Task prompt> Your output must hold every entry exactly as written and none of the pictures.

■ ■ ■ ■ ■

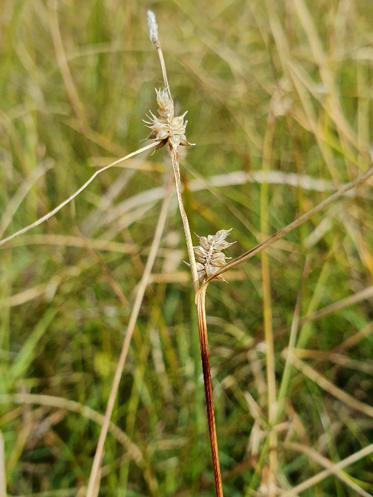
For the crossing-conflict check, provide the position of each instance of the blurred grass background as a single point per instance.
(282, 87)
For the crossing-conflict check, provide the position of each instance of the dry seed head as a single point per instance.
(152, 26)
(167, 128)
(209, 256)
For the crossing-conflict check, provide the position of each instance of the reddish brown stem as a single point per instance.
(202, 327)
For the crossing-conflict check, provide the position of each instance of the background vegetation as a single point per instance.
(282, 87)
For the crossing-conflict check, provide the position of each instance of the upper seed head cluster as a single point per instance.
(209, 255)
(167, 128)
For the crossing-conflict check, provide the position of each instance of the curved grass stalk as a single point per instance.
(50, 214)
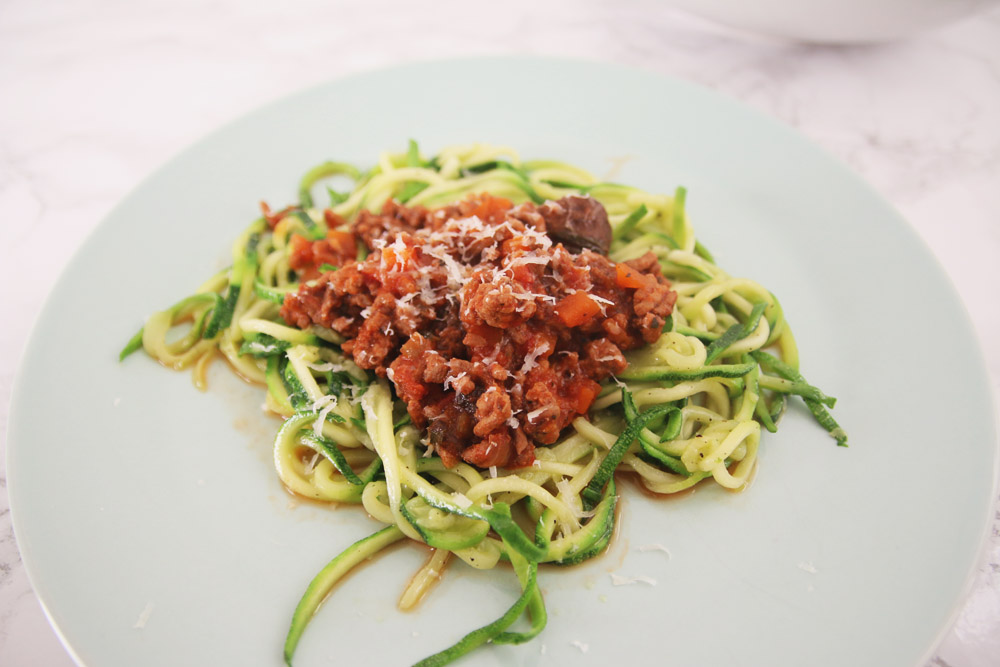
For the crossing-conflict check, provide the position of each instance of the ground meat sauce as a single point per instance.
(494, 322)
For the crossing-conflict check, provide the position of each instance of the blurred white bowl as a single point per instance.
(833, 21)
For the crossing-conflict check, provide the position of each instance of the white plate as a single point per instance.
(137, 497)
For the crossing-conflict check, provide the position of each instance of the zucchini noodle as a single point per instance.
(688, 408)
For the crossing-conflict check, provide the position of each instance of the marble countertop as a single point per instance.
(96, 94)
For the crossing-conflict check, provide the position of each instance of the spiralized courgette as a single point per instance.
(688, 408)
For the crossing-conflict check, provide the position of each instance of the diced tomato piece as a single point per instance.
(576, 309)
(300, 255)
(629, 277)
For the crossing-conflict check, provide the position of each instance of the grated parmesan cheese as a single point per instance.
(461, 500)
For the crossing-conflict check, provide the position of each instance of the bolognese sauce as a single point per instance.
(495, 323)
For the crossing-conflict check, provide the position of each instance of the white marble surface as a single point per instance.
(94, 94)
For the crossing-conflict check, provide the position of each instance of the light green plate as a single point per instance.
(137, 498)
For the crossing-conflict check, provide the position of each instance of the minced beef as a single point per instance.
(494, 333)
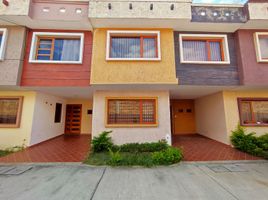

■ ■ ■ ■ ■

Answer space>
For the crossing-conflict check, provide the position of each instance of the blurred grass background as a single point per instance.
(282, 87)
For the crossing-conflict check, provide the position of each instance of the dry seed head as a single point per instance.
(152, 26)
(167, 128)
(209, 256)
For the crossing-conflict check, provide the position of each instance of the reddish brown stem as a single point per instance.
(202, 327)
For the crossing-conflict check, provide the position of each instance of the background vegetation as a single point per instance.
(282, 87)
For the crossing-conflict check, provide the position of each instance of the upper seed head cluster as a single point per instance.
(209, 255)
(167, 128)
For the crossing-conflict check, provide the position of each instance of the curved grass stalk as a single point per instance.
(50, 214)
For the crossing-conflict check, provide the position of each instance of the ground meat sauce as a single point per instance.
(494, 322)
For the crossing-conflict check, provide the position of each instance of the blurred white bowl as a single point per instance.
(833, 21)
For the crossing-conflict check, provide the position of each instance of the white plate as a single point per instance.
(137, 497)
For the crossing-conflict check, provide the position of each instance of the zucchini noodle as a single point per instance.
(688, 408)
For the crossing-conflict check, provide the position of each instance of the marble countertop as a single point per instance.
(96, 94)
For the crossing-conflict check, provide the position of each instance of the spiralized courgette as a single point per instance.
(688, 408)
For the crossing-conflict check, provide the position of each instance of the diced tomato piece as a single point per instance.
(576, 309)
(300, 255)
(629, 277)
For the crossing-conflict check, provide the position of each instance of the grated parmesan cheese as a single point per instance.
(461, 500)
For the crossing-conflict check, provide the position of each instance of the bolognese sauce as a single point per instance.
(495, 323)
For the crossing-conflict check, provide the position of each instance of the white marble surface as a single point per instance.
(94, 94)
For the crossing-conflict check, provide the position of each instance of the light green plate as a single point per instance.
(137, 498)
For the crossing-conflict check, provide the position of each instance of the minced beef as a single point per instance.
(494, 333)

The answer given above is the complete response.